- [Problem requirements]: Apart from the pictures, every line below is to be set down exactly.

━━━ Data listing

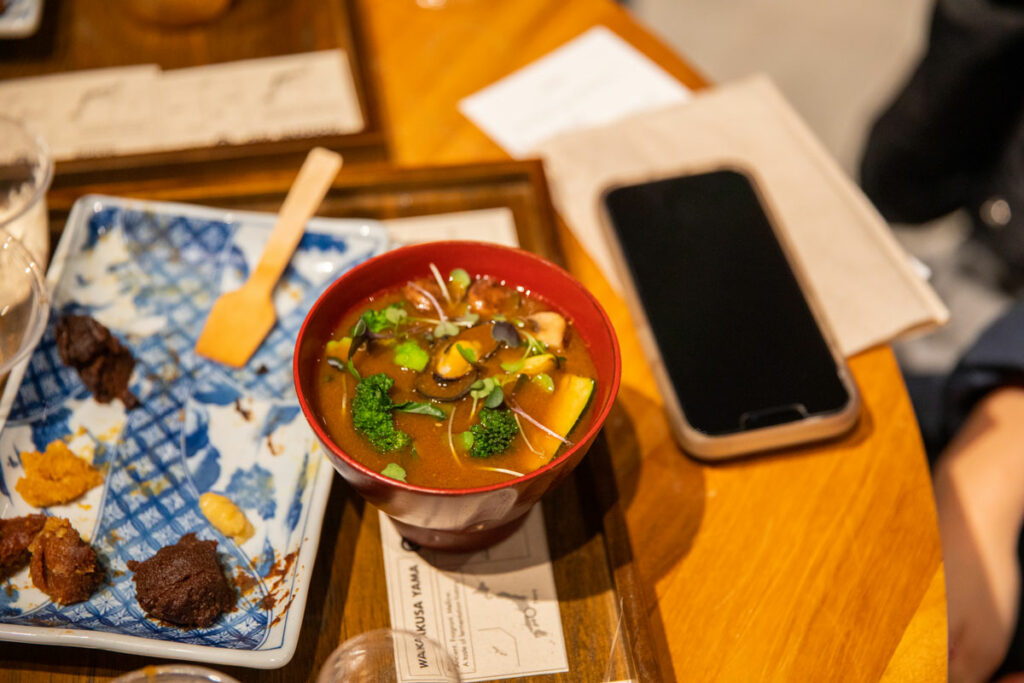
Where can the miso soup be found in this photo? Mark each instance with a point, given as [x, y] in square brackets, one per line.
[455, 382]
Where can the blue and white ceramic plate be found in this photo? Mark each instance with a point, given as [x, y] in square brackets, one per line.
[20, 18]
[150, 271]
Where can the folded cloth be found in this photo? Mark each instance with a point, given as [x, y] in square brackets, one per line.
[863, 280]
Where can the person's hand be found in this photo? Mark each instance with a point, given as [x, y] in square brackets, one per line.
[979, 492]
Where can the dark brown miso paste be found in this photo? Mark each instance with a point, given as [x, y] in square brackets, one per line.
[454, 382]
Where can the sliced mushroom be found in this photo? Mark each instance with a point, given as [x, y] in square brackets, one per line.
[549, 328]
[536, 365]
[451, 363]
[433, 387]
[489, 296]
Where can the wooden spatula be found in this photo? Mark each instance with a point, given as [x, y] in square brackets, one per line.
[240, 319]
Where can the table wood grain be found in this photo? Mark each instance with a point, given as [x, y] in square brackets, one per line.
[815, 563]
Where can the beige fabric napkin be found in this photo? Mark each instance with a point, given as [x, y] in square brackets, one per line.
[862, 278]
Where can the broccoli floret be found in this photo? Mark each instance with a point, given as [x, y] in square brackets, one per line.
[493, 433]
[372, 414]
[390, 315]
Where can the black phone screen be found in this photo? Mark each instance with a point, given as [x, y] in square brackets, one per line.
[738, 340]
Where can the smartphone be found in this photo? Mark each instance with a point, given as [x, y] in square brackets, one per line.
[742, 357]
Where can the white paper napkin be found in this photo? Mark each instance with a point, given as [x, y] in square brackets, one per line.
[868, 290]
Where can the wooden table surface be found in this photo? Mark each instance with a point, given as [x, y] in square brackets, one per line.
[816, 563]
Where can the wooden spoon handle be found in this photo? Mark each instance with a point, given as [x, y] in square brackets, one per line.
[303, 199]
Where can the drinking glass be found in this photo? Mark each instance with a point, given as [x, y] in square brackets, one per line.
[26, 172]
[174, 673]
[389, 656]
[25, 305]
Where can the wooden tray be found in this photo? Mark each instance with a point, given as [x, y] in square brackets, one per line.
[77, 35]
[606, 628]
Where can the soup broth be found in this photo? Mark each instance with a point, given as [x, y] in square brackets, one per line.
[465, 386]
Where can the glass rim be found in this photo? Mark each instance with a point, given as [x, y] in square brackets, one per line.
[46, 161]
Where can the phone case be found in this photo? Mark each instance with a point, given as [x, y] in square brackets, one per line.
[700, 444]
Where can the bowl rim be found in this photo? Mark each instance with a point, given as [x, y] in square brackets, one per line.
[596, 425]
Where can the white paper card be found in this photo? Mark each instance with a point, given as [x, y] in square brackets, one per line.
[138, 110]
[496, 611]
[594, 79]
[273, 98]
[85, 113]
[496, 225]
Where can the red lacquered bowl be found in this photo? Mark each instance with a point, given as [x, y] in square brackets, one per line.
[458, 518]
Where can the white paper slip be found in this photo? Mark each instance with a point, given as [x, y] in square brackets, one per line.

━━━━━━

- [Solution]:
Where can the miso soup be found in this photo? Mark each instance with a point, given as [x, y] in square brackets, one per line.
[455, 382]
Where can the blue and white ceramic plate be found in this photo? Mark each instance with a point, given as [x, y] in square brackets, one per line.
[20, 18]
[150, 271]
Where can the folded cloth be found in this photo? Mark each instance with a point, given as [x, y] in square brackets, one per line.
[863, 280]
Where can the person's hand be found in this photo? Mark each instance with a point, given as [x, y] in square brackets, one per line.
[979, 492]
Where can the dark brown miso paste be found in this photo? Mark each instance with a point, given as [x, y] in square brackets, one per line.
[454, 382]
Where can the sliced mushroom be found in this photo? Mark each instance with a point, given as [x, y] in square brackets, one per line.
[549, 328]
[536, 365]
[451, 363]
[433, 387]
[489, 296]
Where can the wooden spatula be found in this photo? Mark each instance with a point, given as [x, y] in square brackets, one per line.
[240, 319]
Where can the table wood grain be found in this photo? Mark each instance with a point, given as [x, y] in square brackets, one per line.
[815, 563]
Where can the beige fabric napkin be found in this photo? Mark each instance with a point, given as [x, y] in square brackets, one per line.
[862, 278]
Where can the broccoli floret be found in this photo? Mark each instance with a point, given as [x, y] in square brackets, one per line.
[493, 433]
[372, 414]
[390, 315]
Where can the black phone screen be found in this photo? Mark each instance with a point, given as [x, y] in square brackets, one per line.
[738, 340]
Where can the smartphone be found in this photo? Mark each instance with a point, given as [x, y] in square brackets, one per line.
[742, 357]
Where can the white paper napkin be found in this photo? Mark each instance with a point, given as [x, y] in square brackets, one per line.
[868, 290]
Where can the wooden table surface be found in this photo? Mark each instance with a point, given as [x, y] in square brackets, one per line.
[816, 563]
Where can the wooden spoon handle be found in this photo? Mark each instance with a point, given as [x, y] in square brackets, one per line.
[303, 199]
Where can the drinking glass be found in this photo? Mark each instance with a point, given as [x, y] in square brackets, one per line.
[26, 172]
[174, 673]
[389, 656]
[25, 305]
Where can the wooden tray be found in this photo? Mark each instance with a point, given as [x, y] in square brackets, one per line.
[77, 35]
[606, 628]
Where can the soup broth be found in this photo? Mark each instance with a point, given as [x, y] in square brackets, one per line.
[465, 386]
Where can the glass rim be found in this photo? Mark each instance with a point, given as [x, y] in square brackets, one per line.
[46, 161]
Where can the phone case be found in this photo? Mark each instance with a point, given as [x, y] in square brackets, one per line.
[700, 444]
Where can the bowl rim be found in this photo? Mark each instance with a point, given as [x, y] in square brackets, one per line.
[596, 425]
Where can the white paper card be found in this photo? Mark each instance with a point, given as [x, y] in square brackets, one per line.
[138, 110]
[496, 611]
[594, 79]
[273, 98]
[85, 113]
[496, 225]
Where can the red lacquered bowl be found in this photo? Mark each instance with a point, given as [x, y] in square brackets, one per line.
[458, 518]
Where can the white paper slip be found in this photo? Mark each instance with a point, given as [x, y] in square brackets, one per line.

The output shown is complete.